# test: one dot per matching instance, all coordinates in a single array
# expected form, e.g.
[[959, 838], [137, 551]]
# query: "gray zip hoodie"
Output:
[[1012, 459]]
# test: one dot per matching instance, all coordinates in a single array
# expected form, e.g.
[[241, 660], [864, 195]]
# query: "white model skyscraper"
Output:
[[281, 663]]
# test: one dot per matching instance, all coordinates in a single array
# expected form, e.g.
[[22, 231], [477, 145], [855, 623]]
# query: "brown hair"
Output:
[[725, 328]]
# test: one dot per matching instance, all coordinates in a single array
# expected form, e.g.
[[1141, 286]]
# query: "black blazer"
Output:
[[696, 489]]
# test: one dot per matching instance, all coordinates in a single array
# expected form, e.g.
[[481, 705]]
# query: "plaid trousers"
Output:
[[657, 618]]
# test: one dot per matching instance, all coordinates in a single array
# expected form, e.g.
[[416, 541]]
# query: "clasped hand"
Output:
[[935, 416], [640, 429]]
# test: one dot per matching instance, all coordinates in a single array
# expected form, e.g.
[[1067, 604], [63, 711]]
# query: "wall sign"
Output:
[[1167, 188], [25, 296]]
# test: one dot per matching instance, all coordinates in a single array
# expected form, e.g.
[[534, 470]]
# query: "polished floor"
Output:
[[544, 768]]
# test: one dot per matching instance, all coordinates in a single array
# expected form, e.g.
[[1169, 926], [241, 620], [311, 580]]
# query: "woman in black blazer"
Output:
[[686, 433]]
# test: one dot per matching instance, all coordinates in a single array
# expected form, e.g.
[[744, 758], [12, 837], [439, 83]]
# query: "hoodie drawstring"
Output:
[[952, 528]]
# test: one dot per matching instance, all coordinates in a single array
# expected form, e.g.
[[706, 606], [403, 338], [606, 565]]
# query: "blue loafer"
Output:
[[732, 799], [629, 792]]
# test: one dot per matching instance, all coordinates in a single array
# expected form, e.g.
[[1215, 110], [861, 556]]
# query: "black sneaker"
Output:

++++++++

◆ REQUIRED TASK:
Rewrite the items from the first line through the line containing "[[544, 768]]", changing "dot" to "point" and leaving everything else unchanged. Return only those lines.

◆ ANSWER TO THE TASK:
# test: one point per matching instance, all coordinates in a single array
# expected form, e.g.
[[959, 838], [137, 551]]
# query: "gray zip hoodie"
Output:
[[1012, 459]]
# test: one point per matching instance, all coordinates in a single array
# expected form, e.g.
[[241, 660], [864, 195]]
# query: "white model skyscraper"
Output:
[[281, 663]]
# test: one point per matching instance, all coordinates in a single array
# expected form, e.g.
[[22, 231], [477, 145], [855, 623]]
# query: "brown hair"
Output:
[[725, 328]]
# test: one point per matching instance, all coordinates in a single array
# expected form, e.g.
[[1141, 286]]
# query: "black blazer"
Output:
[[696, 489]]
# test: one point per matching instance, all coordinates in a single array
# expected form, e.g.
[[481, 705]]
# query: "plaid trousers"
Output:
[[657, 618]]
# test: one point per matching instance, all coordinates in a single array
# expected form, e.g.
[[416, 541]]
# query: "clasped hand"
Output:
[[935, 416], [640, 429]]
# test: one point per matching instance, all coordinates in a single array
# expected form, e.g.
[[1067, 604], [63, 711]]
# query: "wall sign"
Output:
[[1167, 188], [25, 296]]
# test: one point per matching instance, all coordinates in a single array
# expected form, e.g.
[[534, 470]]
# query: "polished floor"
Output:
[[544, 768]]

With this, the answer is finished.